= WRITTEN PROBLEM =
Set down each line of the material that follows, exactly, with no pictures.

= SUPPLIED RECORDS =
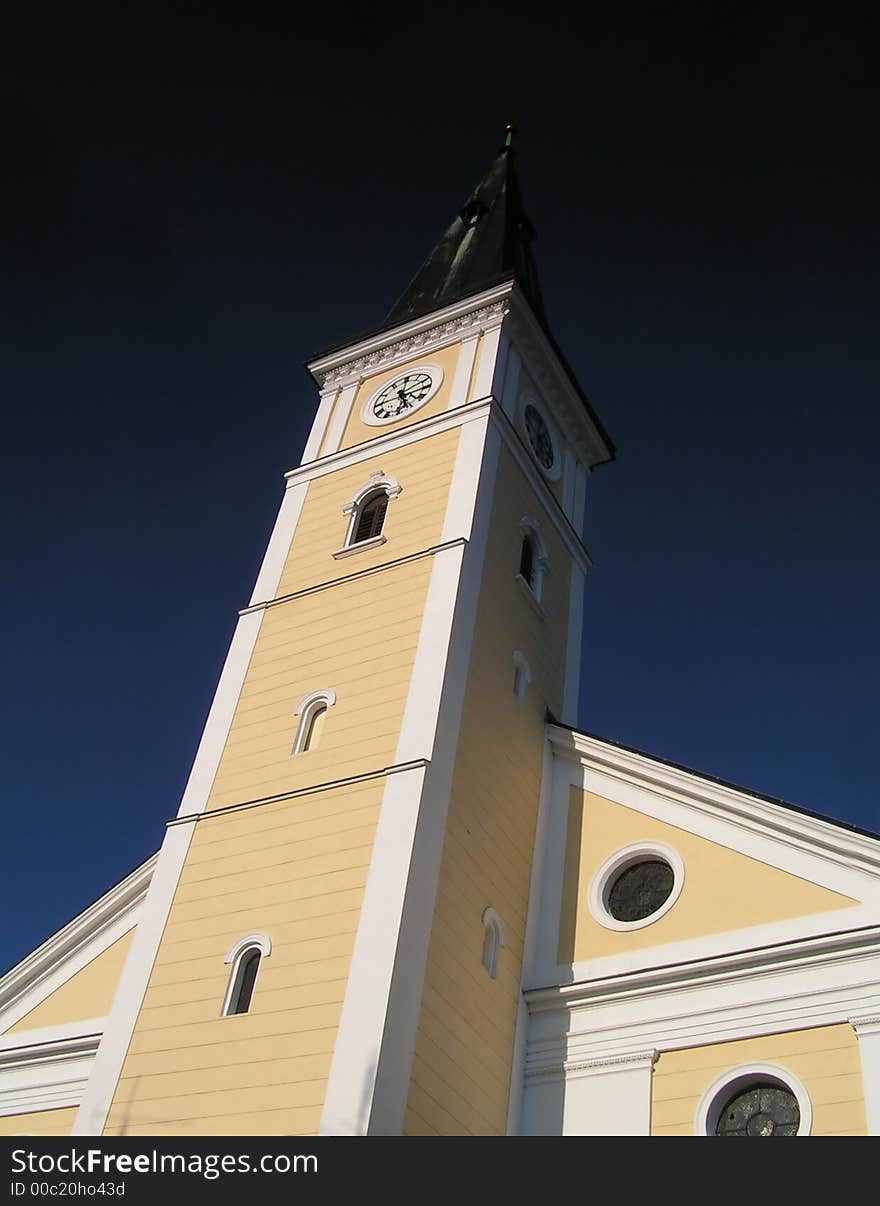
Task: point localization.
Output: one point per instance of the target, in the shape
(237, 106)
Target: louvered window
(370, 517)
(245, 977)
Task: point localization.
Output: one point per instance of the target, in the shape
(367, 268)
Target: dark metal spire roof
(488, 241)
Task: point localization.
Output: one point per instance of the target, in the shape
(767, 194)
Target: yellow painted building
(403, 894)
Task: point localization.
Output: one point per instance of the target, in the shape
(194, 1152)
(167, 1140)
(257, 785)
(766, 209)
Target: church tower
(334, 935)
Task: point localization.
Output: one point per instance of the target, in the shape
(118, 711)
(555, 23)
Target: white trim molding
(74, 946)
(628, 856)
(47, 1070)
(738, 1078)
(376, 484)
(235, 956)
(868, 1032)
(493, 940)
(481, 312)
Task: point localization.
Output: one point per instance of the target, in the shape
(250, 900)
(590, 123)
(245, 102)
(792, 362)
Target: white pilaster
(510, 392)
(487, 363)
(464, 370)
(369, 1078)
(868, 1030)
(609, 1096)
(573, 647)
(322, 417)
(339, 419)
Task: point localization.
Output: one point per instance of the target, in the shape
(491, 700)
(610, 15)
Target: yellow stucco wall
(414, 520)
(713, 900)
(87, 994)
(358, 432)
(294, 868)
(462, 1061)
(825, 1059)
(295, 871)
(41, 1122)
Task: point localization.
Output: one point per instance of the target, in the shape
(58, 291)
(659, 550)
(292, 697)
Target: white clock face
(403, 394)
(539, 438)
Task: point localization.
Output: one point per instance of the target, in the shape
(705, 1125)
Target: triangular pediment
(72, 973)
(749, 872)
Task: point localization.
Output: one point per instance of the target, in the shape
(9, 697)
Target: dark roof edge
(722, 783)
(505, 277)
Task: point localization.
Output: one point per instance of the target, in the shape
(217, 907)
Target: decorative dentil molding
(600, 1065)
(404, 349)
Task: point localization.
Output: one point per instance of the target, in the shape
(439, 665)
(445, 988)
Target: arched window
(493, 940)
(533, 557)
(367, 513)
(246, 956)
(370, 517)
(755, 1100)
(312, 713)
(522, 674)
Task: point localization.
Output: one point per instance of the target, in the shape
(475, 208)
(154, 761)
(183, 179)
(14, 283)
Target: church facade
(403, 893)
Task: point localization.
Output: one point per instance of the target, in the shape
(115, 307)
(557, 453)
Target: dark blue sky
(192, 210)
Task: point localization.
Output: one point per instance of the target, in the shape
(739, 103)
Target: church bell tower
(334, 935)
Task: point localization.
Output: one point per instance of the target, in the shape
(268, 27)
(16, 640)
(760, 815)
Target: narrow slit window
(246, 979)
(314, 729)
(527, 560)
(493, 941)
(370, 517)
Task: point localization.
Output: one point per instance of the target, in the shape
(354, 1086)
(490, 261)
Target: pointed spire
(488, 241)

= RESULT =
Task: point localization.
Output: one point per instance of the target, in the shape
(237, 106)
Target: louvered window
(370, 517)
(245, 977)
Task: point localization.
Output: one point per instance of the target, in the shape
(367, 268)
Target: dark metal spire roof
(488, 241)
Task: point localization.
Output: one point per instance of the target, in the shape
(767, 194)
Target: yellow painted building
(403, 894)
Task: point localization.
Output: one point per instance of the target, in the shape
(194, 1152)
(167, 1140)
(257, 785)
(766, 209)
Target: church tower
(334, 935)
Task: point localization.
Output: one point per instance of the target, in the shape
(118, 711)
(555, 23)
Target: white trim molding
(74, 946)
(628, 856)
(47, 1070)
(738, 1078)
(376, 484)
(235, 956)
(868, 1032)
(493, 940)
(481, 312)
Task: point localization.
Output: one point per instance of the target, in the shape
(250, 900)
(590, 123)
(245, 102)
(792, 362)
Target: white pilaster
(510, 392)
(487, 363)
(464, 370)
(369, 1078)
(868, 1030)
(609, 1096)
(573, 647)
(322, 417)
(339, 419)
Task: point localization.
Output: one point per instance of the target, in the shape
(491, 700)
(610, 15)
Target: yellow stucco wall
(414, 520)
(713, 900)
(87, 994)
(358, 432)
(294, 868)
(462, 1061)
(825, 1059)
(295, 871)
(41, 1122)
Task: point localization.
Output: one point per instance of the target, in the shape
(58, 291)
(659, 550)
(292, 697)
Target: white clock face
(403, 394)
(539, 438)
Task: point localization.
Output: one point per instance of the target, in the shape
(705, 1125)
Target: triangular pediment
(72, 973)
(749, 872)
Task: point localization.
Output: one point per instance of the target, in the shape
(9, 697)
Target: dark roof edge
(722, 783)
(505, 277)
Task: point localization.
Output: one point per instance of the target, in the shape
(217, 907)
Target: decorative dentil molding
(600, 1065)
(404, 349)
Task: point localization.
Output: one point per instance of the target, in the shape
(439, 665)
(445, 988)
Target: arched window
(493, 940)
(533, 557)
(367, 513)
(246, 956)
(370, 517)
(755, 1100)
(312, 713)
(522, 674)
Task: point localization.
Output: one point per instance of the target, in the shape
(475, 208)
(154, 761)
(183, 179)
(14, 283)
Target: church facade
(403, 893)
Task: point localization.
Output: one point per instance of the target, in the shape
(115, 307)
(557, 453)
Target: dark blue sky
(192, 210)
Task: point localization.
Output: one point per instance of the target, in the shape
(739, 103)
Target: church bell tower
(334, 935)
Task: point localization.
Output: one point per instance of the target, in the shape
(268, 27)
(16, 640)
(760, 815)
Target: narrow slit window
(246, 979)
(314, 729)
(527, 560)
(493, 941)
(370, 517)
Task: point localization.
Output: one point per instance of the target, in the shape
(354, 1086)
(490, 261)
Target: pointed spire
(488, 241)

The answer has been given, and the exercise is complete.